**Text section:**
[Start of Attachment]

HOW DO WE OBTAIN OUR PROBABILITIES?
- Need prior probabilities, transition probabilities, and output (emission) probabilities.
- Can accumulate probabilities through counting, but it may be difficult to get accurate probabilities, especially output probabilities.
- This leads to HMM problem 3.

HMM PROBLEM 3 Learning #

Given HMM and output sequence, update the various probabilities. Solved by the Baum-Welch algorithm (also known as the Estimation-Modification or EM algorithm), which uses the forward-backward algorithm.

FORWARD-BACKWARD #

Compute forward probabilities as in the Forward algorithm.
Backward portion:
- Initialization step: $\beta_{t}(i)=1$, also start from time t, but as initial point.
- $\beta_{t}(i)=1= P(O_{t+1}, O_{t+2}… O_{K} | \text{state is i at t})$, Joint probability of the partial observation sequence $O_{t+1}, O_{t+2}… O_{K}$ given that the hidden state at time k is state i. The Backward probability.
- Recursive step: $$ \beta_{t}(i)=\sum a_{ij}*b_{j}(O_{t + 1})*\beta_{t+1}(j) $$
- $b_{j}(O_{t + 1})$ is the probability of state j given out $O_{t + 1}$.

BAUM-WELCH (EM) #

Compute

$$ \xi_{t}(i,j)=\frac{\alpha_{t}(i)*a_{ij}*b_{j}(O_{t+1})*\beta_{t+1}(j)}{\text{denominator}} $$

where the denominator normalizes the probabilities.

[End of Attachment]

**Supplied entries:**
[Start of Attachment]

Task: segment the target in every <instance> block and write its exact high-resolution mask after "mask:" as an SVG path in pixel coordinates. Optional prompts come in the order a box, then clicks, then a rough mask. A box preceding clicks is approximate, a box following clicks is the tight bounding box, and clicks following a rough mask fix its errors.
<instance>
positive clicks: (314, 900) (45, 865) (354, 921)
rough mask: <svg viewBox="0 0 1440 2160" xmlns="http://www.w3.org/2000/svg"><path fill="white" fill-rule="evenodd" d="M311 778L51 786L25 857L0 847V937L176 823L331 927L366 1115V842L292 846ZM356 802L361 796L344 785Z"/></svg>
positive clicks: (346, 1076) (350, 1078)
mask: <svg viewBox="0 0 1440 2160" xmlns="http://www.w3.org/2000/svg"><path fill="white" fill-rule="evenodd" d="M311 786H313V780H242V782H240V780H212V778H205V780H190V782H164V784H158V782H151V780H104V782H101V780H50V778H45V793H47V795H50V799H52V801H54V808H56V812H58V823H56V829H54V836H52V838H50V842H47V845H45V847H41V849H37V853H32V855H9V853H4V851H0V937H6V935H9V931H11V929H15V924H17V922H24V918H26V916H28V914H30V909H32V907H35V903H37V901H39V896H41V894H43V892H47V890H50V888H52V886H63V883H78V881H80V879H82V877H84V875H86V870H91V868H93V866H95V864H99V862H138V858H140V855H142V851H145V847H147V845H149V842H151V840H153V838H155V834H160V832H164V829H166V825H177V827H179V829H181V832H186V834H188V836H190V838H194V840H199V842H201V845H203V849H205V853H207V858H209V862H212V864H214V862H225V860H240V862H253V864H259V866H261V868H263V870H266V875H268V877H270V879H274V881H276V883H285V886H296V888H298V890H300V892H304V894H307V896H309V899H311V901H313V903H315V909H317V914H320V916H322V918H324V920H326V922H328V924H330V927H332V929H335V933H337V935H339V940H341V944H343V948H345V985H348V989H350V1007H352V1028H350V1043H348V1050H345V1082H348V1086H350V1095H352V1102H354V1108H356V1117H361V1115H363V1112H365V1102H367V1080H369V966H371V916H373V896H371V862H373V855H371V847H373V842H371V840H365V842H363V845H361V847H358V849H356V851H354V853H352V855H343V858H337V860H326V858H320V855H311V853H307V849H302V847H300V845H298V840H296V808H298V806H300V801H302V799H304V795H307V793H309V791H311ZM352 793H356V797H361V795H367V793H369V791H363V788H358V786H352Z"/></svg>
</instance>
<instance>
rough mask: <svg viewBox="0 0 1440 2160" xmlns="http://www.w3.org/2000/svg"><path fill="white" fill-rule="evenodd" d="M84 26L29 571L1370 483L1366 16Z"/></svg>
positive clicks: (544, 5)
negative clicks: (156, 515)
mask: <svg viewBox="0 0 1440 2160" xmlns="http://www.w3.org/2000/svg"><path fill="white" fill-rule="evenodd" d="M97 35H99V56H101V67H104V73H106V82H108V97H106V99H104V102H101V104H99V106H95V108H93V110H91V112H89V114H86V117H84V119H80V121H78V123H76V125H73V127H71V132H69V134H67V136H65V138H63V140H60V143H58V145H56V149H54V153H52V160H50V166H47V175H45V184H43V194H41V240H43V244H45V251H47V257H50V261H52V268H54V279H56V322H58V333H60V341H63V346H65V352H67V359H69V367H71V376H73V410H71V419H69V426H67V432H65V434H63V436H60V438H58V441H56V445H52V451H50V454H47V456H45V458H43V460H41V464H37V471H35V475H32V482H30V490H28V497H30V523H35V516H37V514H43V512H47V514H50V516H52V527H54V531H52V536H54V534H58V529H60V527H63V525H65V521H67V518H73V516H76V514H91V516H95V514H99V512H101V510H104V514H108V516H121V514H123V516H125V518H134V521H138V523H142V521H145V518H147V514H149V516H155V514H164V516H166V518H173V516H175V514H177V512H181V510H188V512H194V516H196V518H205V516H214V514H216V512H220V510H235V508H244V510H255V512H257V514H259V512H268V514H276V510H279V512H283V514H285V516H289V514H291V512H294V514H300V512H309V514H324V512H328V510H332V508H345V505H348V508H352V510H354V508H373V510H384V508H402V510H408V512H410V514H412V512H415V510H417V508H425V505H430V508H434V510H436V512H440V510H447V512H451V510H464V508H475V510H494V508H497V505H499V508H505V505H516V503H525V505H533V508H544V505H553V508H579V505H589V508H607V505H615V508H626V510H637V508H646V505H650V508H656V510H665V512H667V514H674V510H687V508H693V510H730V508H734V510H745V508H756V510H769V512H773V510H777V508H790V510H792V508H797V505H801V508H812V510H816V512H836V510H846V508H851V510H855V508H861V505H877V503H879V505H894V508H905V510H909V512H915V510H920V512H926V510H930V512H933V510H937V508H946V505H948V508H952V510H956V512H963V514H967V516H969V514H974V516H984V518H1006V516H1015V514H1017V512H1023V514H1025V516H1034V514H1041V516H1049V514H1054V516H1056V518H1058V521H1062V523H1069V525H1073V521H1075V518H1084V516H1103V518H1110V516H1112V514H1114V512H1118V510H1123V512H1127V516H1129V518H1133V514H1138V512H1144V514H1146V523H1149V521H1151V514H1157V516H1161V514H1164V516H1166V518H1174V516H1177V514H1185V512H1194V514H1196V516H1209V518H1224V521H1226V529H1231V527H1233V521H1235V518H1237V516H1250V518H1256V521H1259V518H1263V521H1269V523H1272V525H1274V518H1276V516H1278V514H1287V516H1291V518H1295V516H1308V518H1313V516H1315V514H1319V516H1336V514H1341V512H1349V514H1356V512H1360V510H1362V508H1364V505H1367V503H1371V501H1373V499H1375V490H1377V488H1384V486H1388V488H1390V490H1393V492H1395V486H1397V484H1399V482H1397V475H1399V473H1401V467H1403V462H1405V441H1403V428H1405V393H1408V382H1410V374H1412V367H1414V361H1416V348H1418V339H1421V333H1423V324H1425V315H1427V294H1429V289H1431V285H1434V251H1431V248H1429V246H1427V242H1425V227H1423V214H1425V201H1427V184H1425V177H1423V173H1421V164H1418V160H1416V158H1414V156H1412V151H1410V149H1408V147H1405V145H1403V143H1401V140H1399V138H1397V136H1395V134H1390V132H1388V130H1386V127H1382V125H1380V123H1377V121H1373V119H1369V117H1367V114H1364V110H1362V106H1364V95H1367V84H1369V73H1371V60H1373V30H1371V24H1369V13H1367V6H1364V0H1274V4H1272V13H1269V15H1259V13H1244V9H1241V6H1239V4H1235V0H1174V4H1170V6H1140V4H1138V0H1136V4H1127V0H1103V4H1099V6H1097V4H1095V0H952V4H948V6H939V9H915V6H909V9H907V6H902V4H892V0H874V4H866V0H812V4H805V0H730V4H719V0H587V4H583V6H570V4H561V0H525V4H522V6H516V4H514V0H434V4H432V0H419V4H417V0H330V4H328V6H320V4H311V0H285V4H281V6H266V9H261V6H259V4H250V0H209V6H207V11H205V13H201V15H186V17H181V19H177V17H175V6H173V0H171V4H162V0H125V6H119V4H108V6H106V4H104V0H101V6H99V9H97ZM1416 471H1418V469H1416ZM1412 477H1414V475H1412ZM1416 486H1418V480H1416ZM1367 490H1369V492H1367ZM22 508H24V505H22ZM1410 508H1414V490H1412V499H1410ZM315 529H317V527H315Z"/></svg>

[End of Attachment]

**Tasks to carry out:**
a – According to the notes on HMM learning, which algorithm solves HMM problem 3?
b – Write a continuation of the notes on HMM learning, starting right after their final sentence.

**Results:**
a – The Baum-Welch algorithm, also known as the Estimation-Modification or EM algorithm, solves it.

b –
forward $\alpha_{t}(i)$
backward $\beta_{t+1}(j)$
trans $a_{ij}$
output $O_{t+1}$
Compute $\gamma_{t}(i)=\sum\xi_{t}(i,j)$ for all $j$ at time $t$.
- This represents the expected number of times we are at state i at time t
- If we sum up $\gamma_{t}(i)$ for all times t, we have the number of expected times we are i state i.
Re-estimation: Update probabilities based on the expected number of times in a state or transition. Start with estimated probabilities, use training examples to adjust, and continue until probabilities stabilize.
Our observation probabilities $b_{i}(O_{t})$: p(observation i | state j )=(expected number of times we saw observation i in the test case / number of times we achieved state j )
Our transition probabilities $a_{ij}$: p(state i | state j) (expected number of transitions from i to j / number of times we were in state j )
this is the prior probability: $\pi(\text{state } i)=\alpha_{1}(i) * \beta_{1}(i)/\sum_{i}[\alpha_{1}(i) * \beta_{1}(i)] \text{ for all states } i$

Some advantages:

Start with estimated probabilities (they don’t even have to be very good)
- The better the initial probabilities, the more likely it will be that the algorithm will converge to a stable state quickly, the worse the initial probabilities, the longer it will take.
Use training examples to adjust the probabilities
And continue until the probabilities stabilize: that is, between iterations of Baum-Welch, they do not change (or their change is less than a given error rate)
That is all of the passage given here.